━━━ EXTRACT PROVIDED
IS LIFE IN PRISON ANOTHER KNEE ON AN INNOCENT BLACK MAN’S NECK UNTIL HE CAN’T BREATHE?

Lamar another knee on the innocent

Open Letter to Harris County District Attorney Kim Ogg In Houston, TX From  Court of Public Opinion Advocate Demanding Freedom for Lamar Burks

Dear District Attorney Ogg, you probably believe Lamar Burks is guilty of murder and deserving his 70-year prison sentence, of which he has served already 20 long, hard years, but with all due respect, you’re WRONG!  HE’S INNOCENT!

In light of new evidence that has emerged, could you apply a fresh perspective  considering that one of the two white DEA agents involved in this case against a innocent Black American man was himself convicted on seven counts of obstructing justice, perjury, falsifying government records and other crimes?

Why has that agent’s conviction resulted in overturning convictions of other felons he investigated, but not Burks?  Is it because Burks is Black?

Wasn’t Burks investigated by that same agent and his partner, who was also under criminal investigation?  Did they not lie and coerce witnesses to testify against Burks?

What about Burks’ claims that a wedding photo and call records prove his innocence?   Why were the phone records not previously admitted into evidence?  Also, haven’t two witnesses recanted their stories placing him at the scene?
━━━━━━
* PARTS OF THE EXERCISE:
A – Repeat the passage of the open letter about Lamar Burks from "Why has that" to "testify against Burks?".
B – In one to three sentences, explain why the open letter about Lamar Burks asks the district attorney to apply a fresh perspective to his case.
━━━ INFORMATION
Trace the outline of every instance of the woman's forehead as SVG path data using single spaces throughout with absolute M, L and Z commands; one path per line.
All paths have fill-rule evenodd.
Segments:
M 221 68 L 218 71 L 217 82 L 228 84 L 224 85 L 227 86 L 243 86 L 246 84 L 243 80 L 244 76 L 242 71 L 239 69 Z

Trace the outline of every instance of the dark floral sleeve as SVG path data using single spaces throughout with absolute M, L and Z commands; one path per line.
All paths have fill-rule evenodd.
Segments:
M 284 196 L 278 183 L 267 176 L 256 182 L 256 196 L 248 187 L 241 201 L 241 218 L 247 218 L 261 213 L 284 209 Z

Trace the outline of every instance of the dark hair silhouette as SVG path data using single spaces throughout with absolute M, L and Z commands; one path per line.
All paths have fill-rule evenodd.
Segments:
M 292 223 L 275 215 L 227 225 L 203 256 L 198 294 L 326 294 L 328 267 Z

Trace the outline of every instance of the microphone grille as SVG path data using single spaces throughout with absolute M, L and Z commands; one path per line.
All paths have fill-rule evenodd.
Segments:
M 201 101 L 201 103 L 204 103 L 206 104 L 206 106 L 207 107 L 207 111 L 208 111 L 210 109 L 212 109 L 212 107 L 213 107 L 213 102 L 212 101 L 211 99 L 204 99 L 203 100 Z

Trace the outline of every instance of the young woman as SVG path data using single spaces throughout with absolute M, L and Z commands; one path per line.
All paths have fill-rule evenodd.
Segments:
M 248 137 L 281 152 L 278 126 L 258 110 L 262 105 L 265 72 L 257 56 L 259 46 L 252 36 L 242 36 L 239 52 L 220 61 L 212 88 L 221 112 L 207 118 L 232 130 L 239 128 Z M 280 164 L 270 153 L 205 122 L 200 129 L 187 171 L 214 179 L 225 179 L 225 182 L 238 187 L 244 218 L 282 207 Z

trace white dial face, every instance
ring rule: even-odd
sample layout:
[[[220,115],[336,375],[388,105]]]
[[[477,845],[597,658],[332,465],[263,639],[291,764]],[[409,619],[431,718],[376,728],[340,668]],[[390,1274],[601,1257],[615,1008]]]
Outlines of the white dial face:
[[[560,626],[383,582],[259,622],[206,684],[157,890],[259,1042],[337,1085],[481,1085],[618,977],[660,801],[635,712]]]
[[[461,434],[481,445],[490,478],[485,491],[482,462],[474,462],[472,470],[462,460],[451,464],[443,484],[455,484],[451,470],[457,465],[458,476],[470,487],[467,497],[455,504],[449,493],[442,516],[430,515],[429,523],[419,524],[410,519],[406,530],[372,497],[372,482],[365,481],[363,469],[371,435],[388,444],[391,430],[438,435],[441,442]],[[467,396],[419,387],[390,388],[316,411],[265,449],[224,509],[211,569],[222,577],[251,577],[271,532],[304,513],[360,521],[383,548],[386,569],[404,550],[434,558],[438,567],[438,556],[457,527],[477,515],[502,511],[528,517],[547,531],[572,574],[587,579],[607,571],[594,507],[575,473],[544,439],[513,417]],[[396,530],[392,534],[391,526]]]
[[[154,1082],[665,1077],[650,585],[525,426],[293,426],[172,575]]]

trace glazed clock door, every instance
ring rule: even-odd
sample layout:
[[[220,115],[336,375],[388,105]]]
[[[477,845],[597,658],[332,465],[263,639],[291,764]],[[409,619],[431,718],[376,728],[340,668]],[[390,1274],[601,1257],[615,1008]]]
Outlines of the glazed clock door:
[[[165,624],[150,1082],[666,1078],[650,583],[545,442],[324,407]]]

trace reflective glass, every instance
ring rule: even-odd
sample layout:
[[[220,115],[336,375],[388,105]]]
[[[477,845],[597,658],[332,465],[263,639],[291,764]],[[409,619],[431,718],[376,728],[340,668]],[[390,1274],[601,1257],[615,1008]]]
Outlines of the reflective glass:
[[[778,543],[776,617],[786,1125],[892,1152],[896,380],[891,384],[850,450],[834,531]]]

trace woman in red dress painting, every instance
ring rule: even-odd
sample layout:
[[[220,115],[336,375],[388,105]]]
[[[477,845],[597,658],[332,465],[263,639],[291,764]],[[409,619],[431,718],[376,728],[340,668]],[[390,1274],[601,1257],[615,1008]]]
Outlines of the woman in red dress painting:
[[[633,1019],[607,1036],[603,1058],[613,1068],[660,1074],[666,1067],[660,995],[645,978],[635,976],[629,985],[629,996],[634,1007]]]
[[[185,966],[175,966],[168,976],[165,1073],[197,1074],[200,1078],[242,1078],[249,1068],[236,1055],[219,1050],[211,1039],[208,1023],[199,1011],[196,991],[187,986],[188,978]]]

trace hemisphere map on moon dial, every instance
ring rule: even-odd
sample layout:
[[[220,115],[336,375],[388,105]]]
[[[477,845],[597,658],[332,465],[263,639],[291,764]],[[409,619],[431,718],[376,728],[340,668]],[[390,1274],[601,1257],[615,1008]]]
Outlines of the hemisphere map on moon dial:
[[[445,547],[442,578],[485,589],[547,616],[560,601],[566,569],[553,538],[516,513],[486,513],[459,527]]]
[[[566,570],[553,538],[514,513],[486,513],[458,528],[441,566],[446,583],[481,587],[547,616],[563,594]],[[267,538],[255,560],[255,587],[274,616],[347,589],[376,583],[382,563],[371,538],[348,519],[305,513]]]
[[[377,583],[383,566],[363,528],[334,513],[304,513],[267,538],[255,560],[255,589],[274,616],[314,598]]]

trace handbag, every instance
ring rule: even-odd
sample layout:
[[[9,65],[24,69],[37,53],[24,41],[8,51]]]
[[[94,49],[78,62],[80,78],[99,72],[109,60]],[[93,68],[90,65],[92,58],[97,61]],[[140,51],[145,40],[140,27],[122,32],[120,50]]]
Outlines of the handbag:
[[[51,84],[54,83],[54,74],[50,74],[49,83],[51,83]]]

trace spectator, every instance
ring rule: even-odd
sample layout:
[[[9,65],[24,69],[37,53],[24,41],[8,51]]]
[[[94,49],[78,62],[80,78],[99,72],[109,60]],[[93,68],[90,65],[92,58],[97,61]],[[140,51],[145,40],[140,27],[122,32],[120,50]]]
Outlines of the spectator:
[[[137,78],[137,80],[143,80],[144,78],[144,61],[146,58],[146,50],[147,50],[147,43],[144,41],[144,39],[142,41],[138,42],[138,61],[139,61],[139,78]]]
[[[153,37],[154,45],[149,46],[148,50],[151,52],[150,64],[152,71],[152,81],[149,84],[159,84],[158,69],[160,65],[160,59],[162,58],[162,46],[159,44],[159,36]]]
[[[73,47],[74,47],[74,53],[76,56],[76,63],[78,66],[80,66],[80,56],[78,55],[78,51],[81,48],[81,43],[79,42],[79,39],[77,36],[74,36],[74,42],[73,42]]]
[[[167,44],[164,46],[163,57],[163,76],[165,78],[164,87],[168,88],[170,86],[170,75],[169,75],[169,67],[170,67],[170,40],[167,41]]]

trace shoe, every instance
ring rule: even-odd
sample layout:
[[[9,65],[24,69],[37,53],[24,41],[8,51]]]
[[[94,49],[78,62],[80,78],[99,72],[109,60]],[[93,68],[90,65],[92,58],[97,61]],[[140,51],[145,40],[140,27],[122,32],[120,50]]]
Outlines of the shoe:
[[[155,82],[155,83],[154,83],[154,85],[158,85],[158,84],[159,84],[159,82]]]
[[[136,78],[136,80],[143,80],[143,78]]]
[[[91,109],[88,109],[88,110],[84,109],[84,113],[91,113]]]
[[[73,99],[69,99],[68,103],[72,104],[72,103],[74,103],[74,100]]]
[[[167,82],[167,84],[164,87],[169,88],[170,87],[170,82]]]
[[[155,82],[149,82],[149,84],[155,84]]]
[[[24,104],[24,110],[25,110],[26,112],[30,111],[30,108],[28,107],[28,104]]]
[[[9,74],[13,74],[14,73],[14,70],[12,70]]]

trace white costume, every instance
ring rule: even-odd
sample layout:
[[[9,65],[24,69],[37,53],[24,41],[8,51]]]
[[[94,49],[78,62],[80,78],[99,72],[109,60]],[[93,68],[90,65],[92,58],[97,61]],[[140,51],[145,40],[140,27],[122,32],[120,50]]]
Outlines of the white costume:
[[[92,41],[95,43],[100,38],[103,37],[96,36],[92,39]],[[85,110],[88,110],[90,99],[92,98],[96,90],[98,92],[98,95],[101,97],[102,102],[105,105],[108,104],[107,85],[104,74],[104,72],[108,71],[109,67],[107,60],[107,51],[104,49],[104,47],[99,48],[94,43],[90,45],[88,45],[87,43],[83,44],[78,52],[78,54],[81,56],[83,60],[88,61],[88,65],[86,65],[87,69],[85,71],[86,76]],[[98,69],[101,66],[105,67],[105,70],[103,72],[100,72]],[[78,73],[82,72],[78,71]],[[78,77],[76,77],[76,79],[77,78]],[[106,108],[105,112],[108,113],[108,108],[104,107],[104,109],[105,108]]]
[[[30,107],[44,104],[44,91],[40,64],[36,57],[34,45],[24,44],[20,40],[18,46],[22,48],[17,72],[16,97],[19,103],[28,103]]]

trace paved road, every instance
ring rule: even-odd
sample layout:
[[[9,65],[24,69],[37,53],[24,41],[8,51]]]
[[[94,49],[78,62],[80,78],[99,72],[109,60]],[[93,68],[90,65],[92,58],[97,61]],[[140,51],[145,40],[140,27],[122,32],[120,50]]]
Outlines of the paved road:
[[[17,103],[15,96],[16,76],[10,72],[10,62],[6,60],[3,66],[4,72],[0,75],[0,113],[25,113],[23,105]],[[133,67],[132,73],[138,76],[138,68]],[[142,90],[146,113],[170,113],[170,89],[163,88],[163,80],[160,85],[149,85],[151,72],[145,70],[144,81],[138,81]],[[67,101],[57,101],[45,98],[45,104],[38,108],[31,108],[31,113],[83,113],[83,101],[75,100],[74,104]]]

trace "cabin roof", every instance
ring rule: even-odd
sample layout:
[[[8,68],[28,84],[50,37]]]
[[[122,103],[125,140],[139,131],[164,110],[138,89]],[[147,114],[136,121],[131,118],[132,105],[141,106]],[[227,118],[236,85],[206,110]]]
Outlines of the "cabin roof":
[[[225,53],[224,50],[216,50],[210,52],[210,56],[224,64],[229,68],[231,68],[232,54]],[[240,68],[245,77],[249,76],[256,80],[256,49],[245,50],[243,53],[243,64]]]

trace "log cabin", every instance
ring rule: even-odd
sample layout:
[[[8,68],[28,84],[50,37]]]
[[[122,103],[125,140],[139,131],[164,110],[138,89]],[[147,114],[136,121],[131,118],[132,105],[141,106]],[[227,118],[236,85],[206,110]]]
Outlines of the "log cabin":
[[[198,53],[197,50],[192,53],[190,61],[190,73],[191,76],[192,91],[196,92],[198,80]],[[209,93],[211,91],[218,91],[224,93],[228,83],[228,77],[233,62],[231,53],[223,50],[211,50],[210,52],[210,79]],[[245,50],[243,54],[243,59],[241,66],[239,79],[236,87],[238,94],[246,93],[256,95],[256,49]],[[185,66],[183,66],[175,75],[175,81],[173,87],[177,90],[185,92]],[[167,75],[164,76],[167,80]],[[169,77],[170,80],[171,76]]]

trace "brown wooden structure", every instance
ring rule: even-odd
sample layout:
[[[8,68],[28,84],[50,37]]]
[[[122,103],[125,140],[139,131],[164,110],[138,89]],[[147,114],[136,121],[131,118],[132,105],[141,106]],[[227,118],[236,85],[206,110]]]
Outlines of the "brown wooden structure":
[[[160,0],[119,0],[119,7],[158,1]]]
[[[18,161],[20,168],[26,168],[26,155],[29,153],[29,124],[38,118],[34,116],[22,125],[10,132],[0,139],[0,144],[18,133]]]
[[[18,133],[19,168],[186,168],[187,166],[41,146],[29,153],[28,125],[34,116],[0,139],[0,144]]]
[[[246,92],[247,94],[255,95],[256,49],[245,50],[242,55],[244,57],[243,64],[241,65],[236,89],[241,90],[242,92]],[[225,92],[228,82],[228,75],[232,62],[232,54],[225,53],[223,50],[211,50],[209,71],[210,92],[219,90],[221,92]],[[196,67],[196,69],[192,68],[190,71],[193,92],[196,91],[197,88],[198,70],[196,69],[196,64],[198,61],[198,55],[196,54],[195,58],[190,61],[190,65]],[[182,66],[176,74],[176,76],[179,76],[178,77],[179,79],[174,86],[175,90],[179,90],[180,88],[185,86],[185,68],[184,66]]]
━━━━━━
* RESPONSES:
A –
Why has that agent’s conviction resulted in overturning convictions of other felons he investigated, but not Burks?  Is it because Burks is Black?

Wasn’t Burks investigated by that same agent and his partner, who was also under criminal investigation?  Did they not lie and coerce witnesses to testify against Burks?

B – New evidence has emerged: one of the two white DEA agents involved in the case against Burks was himself convicted on seven counts of obstructing justice, perjury, falsifying government records and other crimes.